>> begin TASK INPUTS
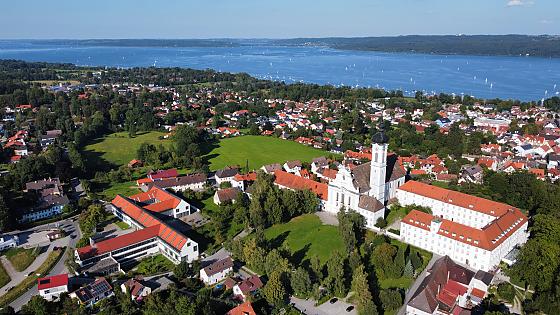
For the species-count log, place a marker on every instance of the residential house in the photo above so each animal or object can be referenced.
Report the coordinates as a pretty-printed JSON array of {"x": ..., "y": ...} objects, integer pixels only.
[
  {"x": 8, "y": 241},
  {"x": 247, "y": 287},
  {"x": 216, "y": 271},
  {"x": 471, "y": 174},
  {"x": 242, "y": 309},
  {"x": 292, "y": 166},
  {"x": 50, "y": 288},
  {"x": 136, "y": 288},
  {"x": 271, "y": 168},
  {"x": 93, "y": 293},
  {"x": 226, "y": 175},
  {"x": 226, "y": 195},
  {"x": 449, "y": 288}
]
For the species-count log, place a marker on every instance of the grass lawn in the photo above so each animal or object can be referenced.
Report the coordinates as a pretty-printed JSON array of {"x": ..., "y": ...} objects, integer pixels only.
[
  {"x": 259, "y": 150},
  {"x": 122, "y": 225},
  {"x": 402, "y": 282},
  {"x": 21, "y": 258},
  {"x": 125, "y": 189},
  {"x": 154, "y": 264},
  {"x": 307, "y": 237},
  {"x": 118, "y": 148},
  {"x": 4, "y": 277}
]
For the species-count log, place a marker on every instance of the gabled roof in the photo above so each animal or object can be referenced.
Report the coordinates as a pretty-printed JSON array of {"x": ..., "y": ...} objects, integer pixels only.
[
  {"x": 463, "y": 200},
  {"x": 242, "y": 309},
  {"x": 488, "y": 238},
  {"x": 250, "y": 284},
  {"x": 115, "y": 243},
  {"x": 179, "y": 181},
  {"x": 292, "y": 181},
  {"x": 362, "y": 172},
  {"x": 370, "y": 203},
  {"x": 52, "y": 282}
]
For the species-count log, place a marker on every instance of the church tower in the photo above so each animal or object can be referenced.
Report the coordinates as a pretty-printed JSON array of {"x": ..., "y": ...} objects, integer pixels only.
[{"x": 378, "y": 165}]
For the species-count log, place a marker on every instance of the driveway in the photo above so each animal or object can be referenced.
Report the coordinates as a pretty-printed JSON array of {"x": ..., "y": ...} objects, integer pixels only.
[
  {"x": 74, "y": 234},
  {"x": 308, "y": 307}
]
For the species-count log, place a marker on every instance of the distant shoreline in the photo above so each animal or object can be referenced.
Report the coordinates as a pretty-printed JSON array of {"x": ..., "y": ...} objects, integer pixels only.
[{"x": 544, "y": 46}]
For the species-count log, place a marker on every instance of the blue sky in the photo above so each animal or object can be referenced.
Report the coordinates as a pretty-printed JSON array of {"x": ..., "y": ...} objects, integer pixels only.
[{"x": 273, "y": 18}]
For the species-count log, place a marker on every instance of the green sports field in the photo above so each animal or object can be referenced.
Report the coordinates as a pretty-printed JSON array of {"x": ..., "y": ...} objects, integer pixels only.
[
  {"x": 118, "y": 148},
  {"x": 259, "y": 151},
  {"x": 307, "y": 236}
]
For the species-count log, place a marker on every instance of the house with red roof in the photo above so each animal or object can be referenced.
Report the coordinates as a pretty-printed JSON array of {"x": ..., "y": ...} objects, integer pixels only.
[
  {"x": 449, "y": 288},
  {"x": 242, "y": 309},
  {"x": 471, "y": 230},
  {"x": 50, "y": 288},
  {"x": 144, "y": 212},
  {"x": 247, "y": 287}
]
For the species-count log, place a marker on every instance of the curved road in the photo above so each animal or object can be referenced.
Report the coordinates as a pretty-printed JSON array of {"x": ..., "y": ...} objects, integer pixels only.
[{"x": 60, "y": 267}]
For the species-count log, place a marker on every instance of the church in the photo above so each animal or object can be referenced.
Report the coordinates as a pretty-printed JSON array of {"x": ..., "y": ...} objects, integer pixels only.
[{"x": 368, "y": 187}]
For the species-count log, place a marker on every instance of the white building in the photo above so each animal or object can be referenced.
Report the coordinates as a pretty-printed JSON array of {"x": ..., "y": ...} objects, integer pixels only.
[
  {"x": 50, "y": 288},
  {"x": 152, "y": 235},
  {"x": 471, "y": 230},
  {"x": 217, "y": 271},
  {"x": 369, "y": 186},
  {"x": 194, "y": 182},
  {"x": 8, "y": 241}
]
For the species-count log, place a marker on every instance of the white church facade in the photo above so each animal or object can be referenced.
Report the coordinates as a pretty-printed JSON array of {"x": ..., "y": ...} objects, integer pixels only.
[{"x": 367, "y": 188}]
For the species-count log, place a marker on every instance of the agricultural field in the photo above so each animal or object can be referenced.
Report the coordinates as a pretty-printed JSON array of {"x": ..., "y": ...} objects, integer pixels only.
[
  {"x": 258, "y": 151},
  {"x": 308, "y": 236},
  {"x": 118, "y": 148}
]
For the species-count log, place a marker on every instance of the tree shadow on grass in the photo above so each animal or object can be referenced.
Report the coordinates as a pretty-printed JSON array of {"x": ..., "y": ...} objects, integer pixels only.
[
  {"x": 278, "y": 240},
  {"x": 298, "y": 258}
]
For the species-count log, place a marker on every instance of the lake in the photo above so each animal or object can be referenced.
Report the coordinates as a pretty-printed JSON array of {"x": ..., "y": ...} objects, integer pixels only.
[{"x": 524, "y": 78}]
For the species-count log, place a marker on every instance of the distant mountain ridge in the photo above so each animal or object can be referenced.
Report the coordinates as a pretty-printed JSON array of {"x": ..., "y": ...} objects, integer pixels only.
[{"x": 487, "y": 45}]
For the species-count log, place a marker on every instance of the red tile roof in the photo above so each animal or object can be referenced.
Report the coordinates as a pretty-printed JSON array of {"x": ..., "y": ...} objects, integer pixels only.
[
  {"x": 249, "y": 177},
  {"x": 115, "y": 243},
  {"x": 161, "y": 174},
  {"x": 292, "y": 181},
  {"x": 159, "y": 200},
  {"x": 478, "y": 293},
  {"x": 486, "y": 238},
  {"x": 242, "y": 309},
  {"x": 474, "y": 203},
  {"x": 52, "y": 282}
]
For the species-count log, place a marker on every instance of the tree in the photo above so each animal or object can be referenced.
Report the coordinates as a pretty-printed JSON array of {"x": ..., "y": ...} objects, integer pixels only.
[
  {"x": 352, "y": 228},
  {"x": 274, "y": 291},
  {"x": 390, "y": 299},
  {"x": 360, "y": 286},
  {"x": 408, "y": 270},
  {"x": 36, "y": 306},
  {"x": 301, "y": 282},
  {"x": 382, "y": 259}
]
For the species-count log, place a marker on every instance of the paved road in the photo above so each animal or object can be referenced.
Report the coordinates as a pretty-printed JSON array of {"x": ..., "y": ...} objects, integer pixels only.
[
  {"x": 60, "y": 267},
  {"x": 417, "y": 283}
]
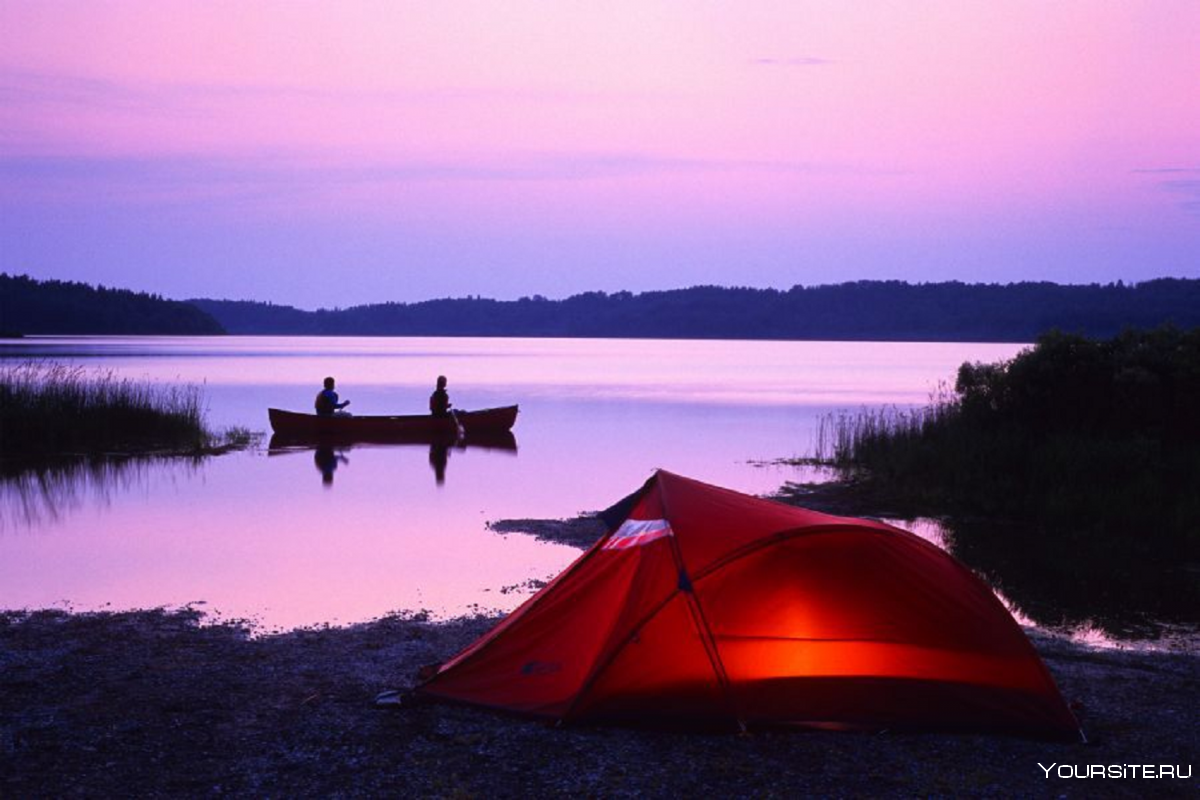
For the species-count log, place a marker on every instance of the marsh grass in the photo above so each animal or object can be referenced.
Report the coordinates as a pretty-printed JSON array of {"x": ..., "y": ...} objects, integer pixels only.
[
  {"x": 1096, "y": 443},
  {"x": 49, "y": 409}
]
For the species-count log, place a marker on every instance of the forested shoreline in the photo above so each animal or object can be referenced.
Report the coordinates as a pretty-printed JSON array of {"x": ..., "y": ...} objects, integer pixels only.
[
  {"x": 859, "y": 311},
  {"x": 47, "y": 307}
]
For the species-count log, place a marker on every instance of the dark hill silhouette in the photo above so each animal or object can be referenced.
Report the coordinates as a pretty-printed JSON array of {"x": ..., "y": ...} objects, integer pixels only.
[
  {"x": 29, "y": 306},
  {"x": 858, "y": 311}
]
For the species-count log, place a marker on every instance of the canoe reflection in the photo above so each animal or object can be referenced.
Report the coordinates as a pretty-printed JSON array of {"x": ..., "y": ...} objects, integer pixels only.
[{"x": 330, "y": 452}]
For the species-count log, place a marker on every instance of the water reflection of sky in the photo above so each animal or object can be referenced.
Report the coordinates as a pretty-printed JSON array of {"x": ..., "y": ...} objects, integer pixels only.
[{"x": 287, "y": 540}]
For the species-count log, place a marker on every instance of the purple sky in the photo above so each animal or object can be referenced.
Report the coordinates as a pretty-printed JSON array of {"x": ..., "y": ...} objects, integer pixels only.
[{"x": 323, "y": 154}]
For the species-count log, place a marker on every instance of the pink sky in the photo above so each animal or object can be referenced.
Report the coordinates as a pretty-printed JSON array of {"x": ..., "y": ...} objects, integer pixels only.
[{"x": 335, "y": 154}]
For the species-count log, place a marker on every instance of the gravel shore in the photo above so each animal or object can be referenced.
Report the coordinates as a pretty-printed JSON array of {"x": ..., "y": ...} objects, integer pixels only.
[{"x": 163, "y": 703}]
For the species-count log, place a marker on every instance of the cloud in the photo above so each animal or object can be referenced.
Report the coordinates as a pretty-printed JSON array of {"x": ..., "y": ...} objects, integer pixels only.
[
  {"x": 795, "y": 61},
  {"x": 1189, "y": 187},
  {"x": 145, "y": 180}
]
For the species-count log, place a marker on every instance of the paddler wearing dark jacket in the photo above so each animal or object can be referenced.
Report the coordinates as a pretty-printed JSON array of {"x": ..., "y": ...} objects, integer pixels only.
[
  {"x": 327, "y": 401},
  {"x": 439, "y": 401}
]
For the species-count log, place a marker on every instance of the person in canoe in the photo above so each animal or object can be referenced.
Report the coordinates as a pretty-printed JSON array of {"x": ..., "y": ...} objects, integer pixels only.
[
  {"x": 439, "y": 401},
  {"x": 327, "y": 402}
]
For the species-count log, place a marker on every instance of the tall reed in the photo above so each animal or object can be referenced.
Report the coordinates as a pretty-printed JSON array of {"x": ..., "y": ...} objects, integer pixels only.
[{"x": 48, "y": 408}]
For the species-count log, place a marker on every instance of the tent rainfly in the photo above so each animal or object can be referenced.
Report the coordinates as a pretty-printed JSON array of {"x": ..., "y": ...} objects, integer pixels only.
[{"x": 705, "y": 606}]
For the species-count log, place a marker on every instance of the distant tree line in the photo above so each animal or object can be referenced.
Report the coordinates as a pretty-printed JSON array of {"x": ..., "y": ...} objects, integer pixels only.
[
  {"x": 29, "y": 306},
  {"x": 858, "y": 311}
]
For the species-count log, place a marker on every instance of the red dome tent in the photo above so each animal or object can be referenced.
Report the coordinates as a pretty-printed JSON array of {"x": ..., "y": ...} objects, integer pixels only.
[{"x": 702, "y": 605}]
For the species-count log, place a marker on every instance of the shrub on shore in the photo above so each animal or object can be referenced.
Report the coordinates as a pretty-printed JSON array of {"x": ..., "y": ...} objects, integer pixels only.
[
  {"x": 1097, "y": 440},
  {"x": 52, "y": 408}
]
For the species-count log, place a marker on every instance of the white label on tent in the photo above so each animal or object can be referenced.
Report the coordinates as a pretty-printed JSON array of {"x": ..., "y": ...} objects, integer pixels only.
[{"x": 635, "y": 533}]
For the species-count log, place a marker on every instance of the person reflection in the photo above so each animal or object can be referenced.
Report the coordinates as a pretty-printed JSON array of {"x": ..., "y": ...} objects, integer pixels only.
[
  {"x": 439, "y": 453},
  {"x": 327, "y": 461}
]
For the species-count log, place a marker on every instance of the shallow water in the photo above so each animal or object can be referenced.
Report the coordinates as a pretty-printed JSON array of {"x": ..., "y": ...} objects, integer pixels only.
[{"x": 304, "y": 536}]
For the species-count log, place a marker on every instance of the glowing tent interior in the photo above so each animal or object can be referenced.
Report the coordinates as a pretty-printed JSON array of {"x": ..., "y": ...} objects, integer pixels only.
[{"x": 706, "y": 606}]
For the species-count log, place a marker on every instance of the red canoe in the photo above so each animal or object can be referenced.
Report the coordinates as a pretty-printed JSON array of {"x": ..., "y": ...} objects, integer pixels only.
[{"x": 414, "y": 426}]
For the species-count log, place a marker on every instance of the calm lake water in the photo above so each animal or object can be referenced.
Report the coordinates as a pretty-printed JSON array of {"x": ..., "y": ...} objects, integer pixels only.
[{"x": 305, "y": 537}]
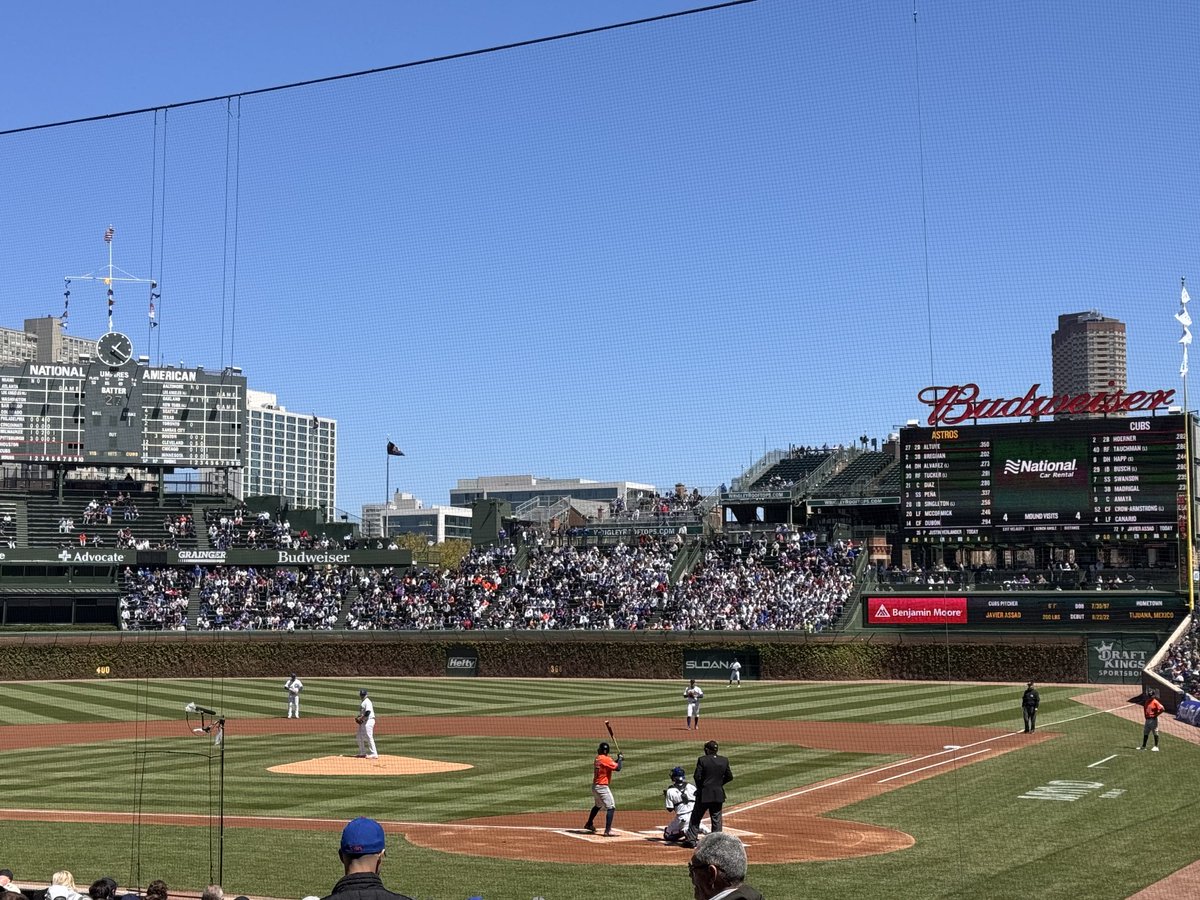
>> end TASK INPUTS
STATED EXERCISE = Reproduce verbatim the rows from the line containing "of the shrub" through the final row, inclusive, omitting any pictures.

TASK OUTPUT =
For the species-count log, place a marker on every instance of the shrub on shore in the photo above so each animal or object can be referenced.
Report the coordinates as a pretty-printed JSON array of {"x": ..., "y": ...} objects, integer pixels only.
[
  {"x": 1097, "y": 440},
  {"x": 52, "y": 408}
]
For the species-count log, place a marker on every instance of the white label on tent in the photo above so each animal or object can be referenced.
Report the coordinates as a pretty-printed JSON array of {"x": ..., "y": ...} objects, integer pixels only.
[{"x": 635, "y": 533}]
For the species-count log, place a marker on every instance of the person reflection in the photo above so each animal or object can be referenced.
Report the coordinates as a pretty-printed JSON array of {"x": ..., "y": ...} objects, integer pixels only.
[
  {"x": 439, "y": 453},
  {"x": 327, "y": 461}
]
For the species-count log, place a marker on every instance of the shallow water in the photo above so each animal or object can be referenced.
Report the coordinates as a pretty-printed JSON array of {"x": ..., "y": ...} objects, integer pixels only.
[{"x": 304, "y": 536}]
For the species-count log, place a marker on every instance of the glowing tent interior in the photo above so each animal or object can be referenced.
Report the coordinates as a pretty-printed JSON array of {"x": ..., "y": ...} objects, integer pixels only.
[{"x": 706, "y": 606}]
For the species-count log, place a marker on every instance of the red canoe in the photo above so each animal or object can be referenced.
Report the coordinates as a pretty-printed JSON array of {"x": ..., "y": ...} objects, integer pixels only.
[{"x": 414, "y": 426}]
For the species-count log, place a marker on every instance of the calm lake water in the photo above so each animal or object can be referenced.
Report the coordinates as a pretty-printed JSON array of {"x": ..., "y": ...} objects, integer pixels only.
[{"x": 305, "y": 537}]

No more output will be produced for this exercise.